> TASK OBJECTIVE: Your task is to restate every entry below word for word and omit the images.

[Saved entries]
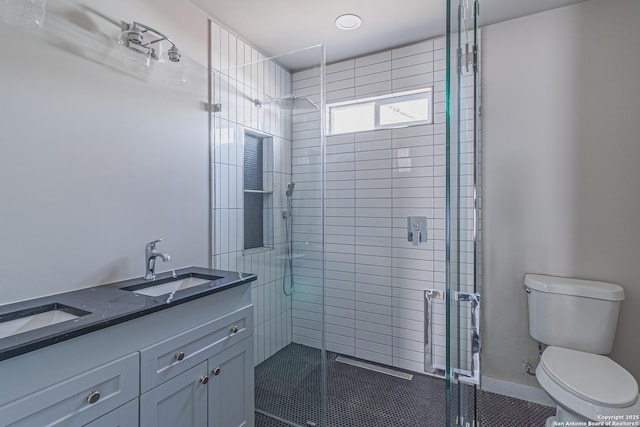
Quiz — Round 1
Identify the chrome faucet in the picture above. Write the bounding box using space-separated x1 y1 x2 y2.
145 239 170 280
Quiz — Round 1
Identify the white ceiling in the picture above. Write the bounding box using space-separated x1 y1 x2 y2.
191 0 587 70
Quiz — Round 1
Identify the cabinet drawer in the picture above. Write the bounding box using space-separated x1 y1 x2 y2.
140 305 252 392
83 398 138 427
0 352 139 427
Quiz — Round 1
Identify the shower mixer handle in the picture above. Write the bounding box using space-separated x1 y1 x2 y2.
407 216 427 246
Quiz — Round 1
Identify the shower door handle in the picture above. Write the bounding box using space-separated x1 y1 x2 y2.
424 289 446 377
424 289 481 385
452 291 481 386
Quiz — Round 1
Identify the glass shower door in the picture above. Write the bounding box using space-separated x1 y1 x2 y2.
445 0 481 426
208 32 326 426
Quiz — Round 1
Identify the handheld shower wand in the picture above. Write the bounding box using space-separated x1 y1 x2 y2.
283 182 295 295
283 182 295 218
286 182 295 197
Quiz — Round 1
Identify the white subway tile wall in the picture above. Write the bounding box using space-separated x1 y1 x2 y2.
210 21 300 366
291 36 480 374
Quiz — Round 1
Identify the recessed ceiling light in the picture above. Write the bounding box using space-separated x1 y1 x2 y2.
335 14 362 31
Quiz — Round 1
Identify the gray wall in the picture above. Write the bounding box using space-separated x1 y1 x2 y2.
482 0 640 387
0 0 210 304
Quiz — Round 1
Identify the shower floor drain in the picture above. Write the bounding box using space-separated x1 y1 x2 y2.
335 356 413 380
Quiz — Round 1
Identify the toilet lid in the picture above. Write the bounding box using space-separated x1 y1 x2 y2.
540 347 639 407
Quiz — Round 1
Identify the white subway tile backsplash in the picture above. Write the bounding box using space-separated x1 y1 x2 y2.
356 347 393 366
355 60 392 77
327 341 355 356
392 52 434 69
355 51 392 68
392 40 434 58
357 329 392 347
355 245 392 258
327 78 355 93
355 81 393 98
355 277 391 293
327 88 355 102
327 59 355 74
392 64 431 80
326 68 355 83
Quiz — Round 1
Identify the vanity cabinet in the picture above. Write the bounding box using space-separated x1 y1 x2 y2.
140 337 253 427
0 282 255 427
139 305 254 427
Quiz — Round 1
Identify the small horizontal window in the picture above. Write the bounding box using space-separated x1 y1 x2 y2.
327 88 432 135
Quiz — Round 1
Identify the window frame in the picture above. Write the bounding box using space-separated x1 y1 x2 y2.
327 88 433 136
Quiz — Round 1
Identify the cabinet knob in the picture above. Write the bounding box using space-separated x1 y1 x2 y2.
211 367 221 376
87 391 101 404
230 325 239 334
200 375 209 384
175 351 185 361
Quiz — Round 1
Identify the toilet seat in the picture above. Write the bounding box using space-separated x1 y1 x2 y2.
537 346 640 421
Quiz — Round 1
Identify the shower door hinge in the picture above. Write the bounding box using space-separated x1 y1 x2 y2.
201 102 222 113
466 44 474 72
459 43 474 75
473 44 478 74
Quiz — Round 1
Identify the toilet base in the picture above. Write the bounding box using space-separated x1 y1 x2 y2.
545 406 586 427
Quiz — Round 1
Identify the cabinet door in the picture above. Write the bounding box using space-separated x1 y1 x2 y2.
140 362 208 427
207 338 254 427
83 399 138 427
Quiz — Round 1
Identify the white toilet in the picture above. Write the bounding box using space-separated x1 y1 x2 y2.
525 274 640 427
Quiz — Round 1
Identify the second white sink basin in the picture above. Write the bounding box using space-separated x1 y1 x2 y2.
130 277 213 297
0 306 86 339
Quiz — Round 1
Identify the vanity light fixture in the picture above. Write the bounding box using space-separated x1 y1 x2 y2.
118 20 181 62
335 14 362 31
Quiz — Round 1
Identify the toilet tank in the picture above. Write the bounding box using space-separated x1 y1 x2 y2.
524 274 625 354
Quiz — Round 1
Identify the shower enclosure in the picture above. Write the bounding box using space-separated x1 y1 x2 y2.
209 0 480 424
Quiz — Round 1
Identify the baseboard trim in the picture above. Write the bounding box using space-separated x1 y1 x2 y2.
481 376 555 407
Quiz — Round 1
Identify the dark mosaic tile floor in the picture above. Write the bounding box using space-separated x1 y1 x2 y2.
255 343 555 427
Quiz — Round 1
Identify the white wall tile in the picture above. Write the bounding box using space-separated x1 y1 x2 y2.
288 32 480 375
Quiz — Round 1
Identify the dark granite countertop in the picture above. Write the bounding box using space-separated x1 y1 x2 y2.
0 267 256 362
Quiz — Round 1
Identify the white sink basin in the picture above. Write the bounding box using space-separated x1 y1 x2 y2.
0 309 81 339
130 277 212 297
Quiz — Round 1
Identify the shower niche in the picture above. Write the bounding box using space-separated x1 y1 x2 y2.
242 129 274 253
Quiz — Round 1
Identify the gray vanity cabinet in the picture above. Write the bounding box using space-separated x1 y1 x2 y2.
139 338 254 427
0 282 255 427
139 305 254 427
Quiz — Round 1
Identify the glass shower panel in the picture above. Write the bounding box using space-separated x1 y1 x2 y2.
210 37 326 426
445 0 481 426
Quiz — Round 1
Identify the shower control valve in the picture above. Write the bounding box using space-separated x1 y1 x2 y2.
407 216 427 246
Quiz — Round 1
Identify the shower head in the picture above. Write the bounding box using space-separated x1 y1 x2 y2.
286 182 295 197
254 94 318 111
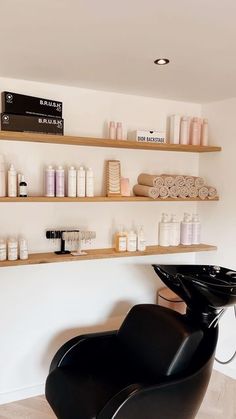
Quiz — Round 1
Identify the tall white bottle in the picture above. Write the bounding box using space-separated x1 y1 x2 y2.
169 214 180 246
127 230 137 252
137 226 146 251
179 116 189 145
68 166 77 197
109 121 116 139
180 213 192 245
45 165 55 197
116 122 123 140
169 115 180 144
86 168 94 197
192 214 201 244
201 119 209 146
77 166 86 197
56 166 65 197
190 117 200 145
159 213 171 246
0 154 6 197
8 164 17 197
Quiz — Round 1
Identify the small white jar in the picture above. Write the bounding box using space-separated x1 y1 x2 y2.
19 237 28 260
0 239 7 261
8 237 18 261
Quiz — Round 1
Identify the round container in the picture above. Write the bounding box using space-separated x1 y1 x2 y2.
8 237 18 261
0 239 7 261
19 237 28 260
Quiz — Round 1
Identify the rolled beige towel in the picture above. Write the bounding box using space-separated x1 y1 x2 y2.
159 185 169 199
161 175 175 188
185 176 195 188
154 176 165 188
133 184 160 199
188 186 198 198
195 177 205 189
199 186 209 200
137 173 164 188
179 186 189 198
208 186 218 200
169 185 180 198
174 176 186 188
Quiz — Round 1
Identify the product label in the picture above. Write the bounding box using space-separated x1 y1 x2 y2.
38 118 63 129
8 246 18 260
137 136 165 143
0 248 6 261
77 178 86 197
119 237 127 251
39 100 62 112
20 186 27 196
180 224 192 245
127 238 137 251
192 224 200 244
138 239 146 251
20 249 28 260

> EXERCISE RESULT:
Quiz — Round 1
Identify the chrome faucet in the picture above. Write the bounding box using space-separated x1 y1 x2 y2.
145 239 170 280
Quiz — Round 1
Identify the white ceiling in the picture above. Write the bounding box using space-separated x1 y1 x2 y2.
191 0 587 70
Quiz — Round 1
Identify the cabinet drawer in the picture above. Write the bounding box using space-separated x1 y1 x2 y2.
140 305 252 392
83 398 138 427
0 352 139 427
Quiz — Round 1
Identify the shower mixer handle in the picture above. Write the bounding box using space-separated x1 y1 x2 y2.
407 216 427 246
Quiz — Round 1
Identify the shower door handle in the picture above. Write the bounding box using space-separated x1 y1 x2 y2.
424 289 446 377
424 289 481 385
452 291 481 386
Quiz — Round 1
Identify the glass shower door in the picture above. Write the bounding box using space-separated x1 y1 x2 y2.
445 0 481 426
208 32 326 426
Quiz — Round 1
Identify the handheld shower wand in the picture above. Write the bounding box using space-separated x1 y1 x2 y2.
283 182 295 295
283 182 295 218
286 182 295 197
Quiz — Round 1
Identify the white subway tile wall in the picture above. Write the bounding box using space-separated x1 y1 x2 y2.
210 21 300 366
291 36 480 374
Quiz — Round 1
Identify the recessed ceiling light in the picture above. Write the bounding box using space-separated x1 y1 x2 y2.
335 14 362 31
Quiz — Round 1
Identify the gray wall in the picture above. Write the bounding box using space-separated x1 y1 x2 y2.
482 0 640 387
0 0 210 304
Quiz — Round 1
Identify the shower floor drain in the picture above. Write the bounding box using space-separated x1 y1 x2 y2.
335 356 413 380
Quiz — Round 1
Identify the toilet lid in the picture above. Write the bounding box using space-separated x1 y1 x2 y2.
540 347 639 407
Quiz — Round 1
Identify the white subway tile backsplash in the picture above. Write the bounding box using space-separated x1 y1 x2 y2.
356 347 393 366
355 60 392 77
327 341 355 356
392 52 434 69
355 51 392 68
392 40 434 58
357 329 392 347
355 245 392 258
327 78 355 93
355 81 393 98
355 277 391 293
327 88 355 102
327 59 355 74
392 64 431 80
326 68 355 83
Quiz — Round 1
Identify the vanity cabinet in the picture above. Write the bounding box using space-separated x1 y1 x2 y2.
140 337 253 427
0 282 255 427
139 305 254 427
Quiz — Round 1
Identify the small horizontal window in the picture above. Write the bounding box using space-separated x1 y1 x2 y2.
327 88 432 135
Quiz — Round 1
Identify the window frame in the picture above. Write the bounding box using space-separated x1 y1 x2 y2.
327 88 433 136
Quiz — Round 1
Identify the cabinet knob in the picture above. Write the bounding box using space-separated x1 y1 x2 y2.
211 367 221 376
87 391 101 404
230 325 239 334
200 375 209 384
175 351 185 361
Quiz — Round 1
Identify the toilet seat in the picture above. Write the bounding box using space-separated x1 y1 x2 y2.
537 346 640 421
Quiz — Round 1
Identify the shower door hinge in the picture above. Write the bounding box using space-separated x1 y1 x2 y2.
201 102 222 113
466 44 474 72
459 43 474 75
473 44 478 74
Quiz — Round 1
Identify the toilet base in the picture above. Write the bounding box using space-separated x1 y1 x2 y2.
545 406 586 427
Quiz — Round 1
Identify the cabinet door in the picture above. Write the bounding box using space-separated x1 y1 x2 y2.
140 362 208 427
207 338 254 427
83 399 138 427
Quiz — Round 1
Identify the white toilet in the picture above. Write the bounding box using space-separated x1 y1 x2 y2.
525 274 640 427
Quiz — Round 1
Identify the second white sink basin in the picture above. Write the bounding box using space-separated x1 y1 x2 y2.
130 277 213 297
0 306 86 339
Quiz — Round 1
Identify the vanity light fixture in the picture above. Write the bounding box using space-separated x1 y1 x2 y2.
118 20 181 62
335 14 362 31
Quiz — Round 1
Identify the toilet tank in the picture above. Write the bounding box using space-separated x1 y1 x2 y2.
524 274 625 354
Quiz — Round 1
Identify the shower enclosure in the picture above. Write the bounding box using space-separated x1 y1 x2 y2.
209 0 480 424
Quiz — Round 1
Identify the baseboard trim in the picture above. Write the bounding box using space-separated x1 y1 x2 y2.
481 376 555 407
Quiz — Round 1
Identify the dark mosaic tile floor in the picture above. Write the bounding box using space-separated x1 y1 x2 y2.
255 343 555 427
Quiz — Round 1
Identify the white wall tile in the picture above. Write the bounding box using space-separated x1 y1 x2 y2.
288 32 480 375
Quiz — Round 1
Identify the dark granite countertop in the picture above. Write the bounding box using space-separated x1 y1 x2 y2.
0 267 256 362
Quiz — Round 1
Identify the white sink basin in the picture above. Write the bounding box using space-separated x1 y1 x2 y2.
0 309 81 339
130 277 212 297
Quiz — Round 1
Identify the shower niche in the picture above. Write the bounding box using space-separated x1 y1 x2 y2.
242 129 274 253
Quiz — Round 1
Identify the gray vanity cabinet in the picture above. Write the bounding box using space-separated x1 y1 x2 y2.
139 338 254 427
0 282 255 427
139 305 254 427
Quiz — Round 1
Identify the glass shower panel in the picture above. Write the bounding box using space-separated x1 y1 x2 y2.
210 37 326 426
445 0 481 426
Quiz — Round 1
Identify the shower control valve in the picture above. Write the bounding box using space-separated x1 y1 x2 y2.
407 216 427 246
Quiz — Round 1
Identify the shower head in the picture above. Write the bounding box using space-separated x1 y1 x2 y2.
286 182 295 197
254 94 318 111
Quiz — Round 1
Identify the tall white bottle in the picture above. Write the bounding box using space-separated x1 y1 x2 y2.
169 214 180 246
127 230 137 252
137 226 146 251
179 116 189 145
68 166 77 197
109 121 116 139
180 213 192 245
45 165 55 197
116 122 123 140
169 115 180 144
86 168 94 197
192 214 201 244
201 119 209 146
77 166 86 197
56 166 65 197
190 117 200 145
159 213 171 246
0 154 6 197
8 164 17 197
Quiz — Round 1
Identify the small white jar in the picture above. Write the bounding box using space-separated x1 y1 x2 y2.
19 237 28 260
0 239 7 261
8 237 18 261
Quiz — Round 1
Identify the round container in the picture above. Write the bounding box using space-separated x1 y1 x2 y2.
8 237 18 261
0 239 7 261
19 237 28 260
Quiz — Round 1
Identify the rolled beige towel in the picture above. Write the bounding box using space-separated x1 y1 x2 y2.
159 185 169 199
161 175 175 188
185 176 195 188
154 176 165 188
133 184 160 199
188 186 198 198
195 177 205 189
199 186 209 200
137 173 164 188
179 186 189 198
208 186 218 200
169 185 180 198
174 176 186 188
Quiz — Round 1
Identify the product label in the picture above. Write the bounding box using space-separated x1 y1 x2 y2.
38 118 63 129
8 246 18 260
137 136 165 143
0 248 6 261
77 178 86 197
119 237 127 251
39 100 62 112
20 186 27 196
180 224 192 245
127 238 137 251
192 224 200 244
138 239 146 251
20 249 28 260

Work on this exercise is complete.